(Exercise data)

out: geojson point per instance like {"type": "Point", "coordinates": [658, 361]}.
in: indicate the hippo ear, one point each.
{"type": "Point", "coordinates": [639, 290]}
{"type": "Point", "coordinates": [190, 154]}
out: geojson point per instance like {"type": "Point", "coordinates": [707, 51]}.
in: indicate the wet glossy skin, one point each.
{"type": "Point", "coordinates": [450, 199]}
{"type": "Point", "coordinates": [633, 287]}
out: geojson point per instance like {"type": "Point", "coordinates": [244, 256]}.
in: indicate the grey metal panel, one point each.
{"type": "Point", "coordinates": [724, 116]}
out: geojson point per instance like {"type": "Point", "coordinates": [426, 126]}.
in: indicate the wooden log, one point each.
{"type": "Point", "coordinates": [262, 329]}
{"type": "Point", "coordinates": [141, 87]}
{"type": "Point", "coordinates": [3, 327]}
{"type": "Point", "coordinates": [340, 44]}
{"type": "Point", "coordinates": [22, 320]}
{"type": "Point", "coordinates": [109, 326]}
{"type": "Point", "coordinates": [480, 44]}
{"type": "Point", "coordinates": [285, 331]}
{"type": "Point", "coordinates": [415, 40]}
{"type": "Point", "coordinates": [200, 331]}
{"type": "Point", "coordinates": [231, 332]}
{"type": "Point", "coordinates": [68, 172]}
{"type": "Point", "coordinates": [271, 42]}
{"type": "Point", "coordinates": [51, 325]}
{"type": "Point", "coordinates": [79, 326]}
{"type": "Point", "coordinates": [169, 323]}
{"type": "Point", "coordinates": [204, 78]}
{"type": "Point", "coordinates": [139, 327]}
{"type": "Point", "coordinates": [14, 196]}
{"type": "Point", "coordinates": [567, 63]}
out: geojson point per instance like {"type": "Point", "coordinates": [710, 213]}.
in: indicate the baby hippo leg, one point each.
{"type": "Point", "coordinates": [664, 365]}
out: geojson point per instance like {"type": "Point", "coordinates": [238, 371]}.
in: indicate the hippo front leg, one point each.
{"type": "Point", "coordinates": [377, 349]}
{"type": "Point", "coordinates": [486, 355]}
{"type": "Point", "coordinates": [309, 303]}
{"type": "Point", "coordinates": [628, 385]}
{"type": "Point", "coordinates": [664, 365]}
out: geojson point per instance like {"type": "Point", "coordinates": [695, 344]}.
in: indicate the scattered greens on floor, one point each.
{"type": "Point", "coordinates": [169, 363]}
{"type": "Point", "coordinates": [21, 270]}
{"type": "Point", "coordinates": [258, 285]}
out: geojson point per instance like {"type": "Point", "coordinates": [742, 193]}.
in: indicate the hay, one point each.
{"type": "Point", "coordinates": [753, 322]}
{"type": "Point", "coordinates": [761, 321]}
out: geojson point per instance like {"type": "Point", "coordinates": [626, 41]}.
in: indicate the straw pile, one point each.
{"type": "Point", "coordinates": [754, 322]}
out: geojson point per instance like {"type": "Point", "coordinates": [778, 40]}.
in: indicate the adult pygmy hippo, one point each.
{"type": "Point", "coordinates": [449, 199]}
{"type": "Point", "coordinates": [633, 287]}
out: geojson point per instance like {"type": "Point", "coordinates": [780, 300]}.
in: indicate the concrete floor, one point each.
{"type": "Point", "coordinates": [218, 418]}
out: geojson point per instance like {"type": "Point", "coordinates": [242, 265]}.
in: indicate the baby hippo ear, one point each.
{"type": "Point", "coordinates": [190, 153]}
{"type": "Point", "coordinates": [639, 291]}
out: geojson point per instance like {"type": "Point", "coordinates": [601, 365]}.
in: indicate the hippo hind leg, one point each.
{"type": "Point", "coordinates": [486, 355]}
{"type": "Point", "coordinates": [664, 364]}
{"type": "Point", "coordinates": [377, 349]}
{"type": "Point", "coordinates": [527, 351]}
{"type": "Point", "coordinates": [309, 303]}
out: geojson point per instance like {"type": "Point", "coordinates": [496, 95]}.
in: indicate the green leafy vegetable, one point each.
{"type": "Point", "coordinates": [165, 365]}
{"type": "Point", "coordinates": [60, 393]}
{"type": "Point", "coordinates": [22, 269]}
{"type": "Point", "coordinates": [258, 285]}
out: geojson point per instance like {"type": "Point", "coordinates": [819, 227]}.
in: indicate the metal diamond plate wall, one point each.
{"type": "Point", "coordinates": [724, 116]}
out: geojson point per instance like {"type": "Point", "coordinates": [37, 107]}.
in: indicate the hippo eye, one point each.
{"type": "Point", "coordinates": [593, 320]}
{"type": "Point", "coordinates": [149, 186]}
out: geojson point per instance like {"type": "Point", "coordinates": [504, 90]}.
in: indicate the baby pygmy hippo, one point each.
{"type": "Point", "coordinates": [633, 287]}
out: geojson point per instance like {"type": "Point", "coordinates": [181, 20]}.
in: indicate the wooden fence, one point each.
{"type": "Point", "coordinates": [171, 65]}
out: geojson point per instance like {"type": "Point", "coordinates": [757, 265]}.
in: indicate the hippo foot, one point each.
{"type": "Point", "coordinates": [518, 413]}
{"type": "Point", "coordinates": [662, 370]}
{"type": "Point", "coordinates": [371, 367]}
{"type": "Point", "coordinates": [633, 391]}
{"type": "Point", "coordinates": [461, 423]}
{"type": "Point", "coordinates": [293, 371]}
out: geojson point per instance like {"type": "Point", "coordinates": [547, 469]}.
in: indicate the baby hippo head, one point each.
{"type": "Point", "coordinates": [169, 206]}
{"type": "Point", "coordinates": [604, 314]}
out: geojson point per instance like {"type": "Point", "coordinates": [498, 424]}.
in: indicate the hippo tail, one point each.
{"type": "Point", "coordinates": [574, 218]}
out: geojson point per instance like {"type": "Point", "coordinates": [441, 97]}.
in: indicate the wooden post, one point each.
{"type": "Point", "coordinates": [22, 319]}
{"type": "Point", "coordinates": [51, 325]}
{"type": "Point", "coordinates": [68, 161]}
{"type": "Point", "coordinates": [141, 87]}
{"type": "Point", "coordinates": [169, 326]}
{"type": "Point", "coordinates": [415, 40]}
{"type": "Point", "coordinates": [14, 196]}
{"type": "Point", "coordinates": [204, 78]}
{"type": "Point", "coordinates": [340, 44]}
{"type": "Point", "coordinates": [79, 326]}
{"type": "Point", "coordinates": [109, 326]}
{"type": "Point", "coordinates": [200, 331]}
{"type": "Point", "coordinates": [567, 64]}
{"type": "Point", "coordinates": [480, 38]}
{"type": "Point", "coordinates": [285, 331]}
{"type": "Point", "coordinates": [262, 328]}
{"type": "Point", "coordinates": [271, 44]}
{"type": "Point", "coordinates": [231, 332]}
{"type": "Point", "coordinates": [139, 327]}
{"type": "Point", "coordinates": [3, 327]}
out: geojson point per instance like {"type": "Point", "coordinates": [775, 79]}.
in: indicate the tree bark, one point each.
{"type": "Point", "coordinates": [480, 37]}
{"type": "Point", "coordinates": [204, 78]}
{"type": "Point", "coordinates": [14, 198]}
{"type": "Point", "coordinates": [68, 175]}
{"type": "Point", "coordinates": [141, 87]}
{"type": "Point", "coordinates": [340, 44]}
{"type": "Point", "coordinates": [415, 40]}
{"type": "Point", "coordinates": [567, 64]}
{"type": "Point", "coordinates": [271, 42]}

(End Exercise data)

# [What the task asks]
Each record must be output exactly, with none omitted.

# [Output of the task]
out: geojson point per instance like {"type": "Point", "coordinates": [658, 361]}.
in: indicate the hippo ear, one point each.
{"type": "Point", "coordinates": [639, 290]}
{"type": "Point", "coordinates": [190, 154]}
out: geojson point per instance like {"type": "Point", "coordinates": [707, 51]}.
in: indicate the wet glossy skin, one point each.
{"type": "Point", "coordinates": [450, 199]}
{"type": "Point", "coordinates": [633, 287]}
out: geojson point per instance like {"type": "Point", "coordinates": [244, 256]}.
in: indicate the grey metal panel, one point each.
{"type": "Point", "coordinates": [724, 116]}
out: geojson point per instance like {"type": "Point", "coordinates": [426, 126]}.
in: indicate the wooden log, one point each.
{"type": "Point", "coordinates": [262, 329]}
{"type": "Point", "coordinates": [141, 87]}
{"type": "Point", "coordinates": [3, 327]}
{"type": "Point", "coordinates": [340, 44]}
{"type": "Point", "coordinates": [22, 320]}
{"type": "Point", "coordinates": [109, 326]}
{"type": "Point", "coordinates": [480, 44]}
{"type": "Point", "coordinates": [285, 331]}
{"type": "Point", "coordinates": [415, 40]}
{"type": "Point", "coordinates": [200, 331]}
{"type": "Point", "coordinates": [231, 332]}
{"type": "Point", "coordinates": [68, 172]}
{"type": "Point", "coordinates": [271, 42]}
{"type": "Point", "coordinates": [51, 325]}
{"type": "Point", "coordinates": [79, 326]}
{"type": "Point", "coordinates": [169, 323]}
{"type": "Point", "coordinates": [204, 78]}
{"type": "Point", "coordinates": [139, 327]}
{"type": "Point", "coordinates": [14, 196]}
{"type": "Point", "coordinates": [567, 63]}
out: geojson point per instance like {"type": "Point", "coordinates": [710, 213]}.
in: indicate the baby hippo leg, one point each.
{"type": "Point", "coordinates": [664, 365]}
out: geojson point per instance like {"type": "Point", "coordinates": [238, 371]}.
in: indicate the hippo front leg, one point each.
{"type": "Point", "coordinates": [377, 349]}
{"type": "Point", "coordinates": [486, 355]}
{"type": "Point", "coordinates": [309, 303]}
{"type": "Point", "coordinates": [628, 385]}
{"type": "Point", "coordinates": [664, 365]}
out: geojson point per instance like {"type": "Point", "coordinates": [695, 344]}.
in: indicate the scattered greens on floor, one point each.
{"type": "Point", "coordinates": [169, 363]}
{"type": "Point", "coordinates": [21, 270]}
{"type": "Point", "coordinates": [258, 285]}
out: geojson point per instance like {"type": "Point", "coordinates": [742, 193]}.
in: indicate the hay, one point each.
{"type": "Point", "coordinates": [753, 322]}
{"type": "Point", "coordinates": [761, 321]}
out: geojson point per instance like {"type": "Point", "coordinates": [626, 41]}.
in: indicate the straw pile, one point each.
{"type": "Point", "coordinates": [754, 322]}
out: geojson point per instance like {"type": "Point", "coordinates": [778, 40]}.
in: indicate the adult pygmy hippo, one point each.
{"type": "Point", "coordinates": [449, 199]}
{"type": "Point", "coordinates": [633, 287]}
out: geojson point per instance like {"type": "Point", "coordinates": [780, 300]}.
in: indicate the concrete floor, one point each.
{"type": "Point", "coordinates": [218, 418]}
out: geojson point per instance like {"type": "Point", "coordinates": [242, 265]}.
in: indicate the baby hippo ear, one point each.
{"type": "Point", "coordinates": [190, 153]}
{"type": "Point", "coordinates": [639, 291]}
out: geojson point per instance like {"type": "Point", "coordinates": [601, 365]}.
in: indicate the hippo hind leg, one point each.
{"type": "Point", "coordinates": [486, 355]}
{"type": "Point", "coordinates": [664, 364]}
{"type": "Point", "coordinates": [377, 349]}
{"type": "Point", "coordinates": [527, 351]}
{"type": "Point", "coordinates": [309, 303]}
out: geojson point per instance like {"type": "Point", "coordinates": [496, 95]}.
in: indicate the green leafy vegetable, one point each.
{"type": "Point", "coordinates": [165, 365]}
{"type": "Point", "coordinates": [60, 393]}
{"type": "Point", "coordinates": [22, 269]}
{"type": "Point", "coordinates": [258, 285]}
out: geojson point per instance like {"type": "Point", "coordinates": [819, 227]}.
in: indicate the metal diamond plate wall, one point each.
{"type": "Point", "coordinates": [724, 116]}
out: geojson point per instance like {"type": "Point", "coordinates": [37, 107]}.
in: indicate the hippo eye, one point each.
{"type": "Point", "coordinates": [593, 320]}
{"type": "Point", "coordinates": [149, 186]}
out: geojson point per instance like {"type": "Point", "coordinates": [504, 90]}.
in: indicate the baby pygmy hippo, one point each.
{"type": "Point", "coordinates": [633, 287]}
out: geojson point per instance like {"type": "Point", "coordinates": [181, 20]}.
in: indicate the wooden fence, one point each.
{"type": "Point", "coordinates": [171, 65]}
out: geojson point per instance like {"type": "Point", "coordinates": [757, 265]}.
in: indicate the hippo foot, one point each.
{"type": "Point", "coordinates": [518, 413]}
{"type": "Point", "coordinates": [662, 370]}
{"type": "Point", "coordinates": [371, 367]}
{"type": "Point", "coordinates": [633, 391]}
{"type": "Point", "coordinates": [461, 423]}
{"type": "Point", "coordinates": [293, 371]}
out: geojson point per instance like {"type": "Point", "coordinates": [547, 469]}.
in: indicate the baby hippo head, one point each.
{"type": "Point", "coordinates": [169, 206]}
{"type": "Point", "coordinates": [604, 314]}
out: geojson point per instance like {"type": "Point", "coordinates": [498, 424]}.
in: indicate the hippo tail, one point each.
{"type": "Point", "coordinates": [574, 218]}
out: geojson point per instance like {"type": "Point", "coordinates": [441, 97]}.
in: indicate the wooden post, one point each.
{"type": "Point", "coordinates": [22, 319]}
{"type": "Point", "coordinates": [51, 325]}
{"type": "Point", "coordinates": [68, 161]}
{"type": "Point", "coordinates": [141, 87]}
{"type": "Point", "coordinates": [169, 326]}
{"type": "Point", "coordinates": [415, 40]}
{"type": "Point", "coordinates": [14, 196]}
{"type": "Point", "coordinates": [204, 78]}
{"type": "Point", "coordinates": [340, 44]}
{"type": "Point", "coordinates": [79, 326]}
{"type": "Point", "coordinates": [109, 326]}
{"type": "Point", "coordinates": [200, 331]}
{"type": "Point", "coordinates": [567, 64]}
{"type": "Point", "coordinates": [480, 38]}
{"type": "Point", "coordinates": [285, 331]}
{"type": "Point", "coordinates": [262, 328]}
{"type": "Point", "coordinates": [271, 44]}
{"type": "Point", "coordinates": [231, 332]}
{"type": "Point", "coordinates": [139, 327]}
{"type": "Point", "coordinates": [3, 327]}
out: geojson point per instance like {"type": "Point", "coordinates": [775, 79]}.
in: indicate the tree bark, one point each.
{"type": "Point", "coordinates": [480, 37]}
{"type": "Point", "coordinates": [204, 78]}
{"type": "Point", "coordinates": [14, 198]}
{"type": "Point", "coordinates": [68, 175]}
{"type": "Point", "coordinates": [141, 87]}
{"type": "Point", "coordinates": [340, 44]}
{"type": "Point", "coordinates": [415, 40]}
{"type": "Point", "coordinates": [567, 64]}
{"type": "Point", "coordinates": [271, 42]}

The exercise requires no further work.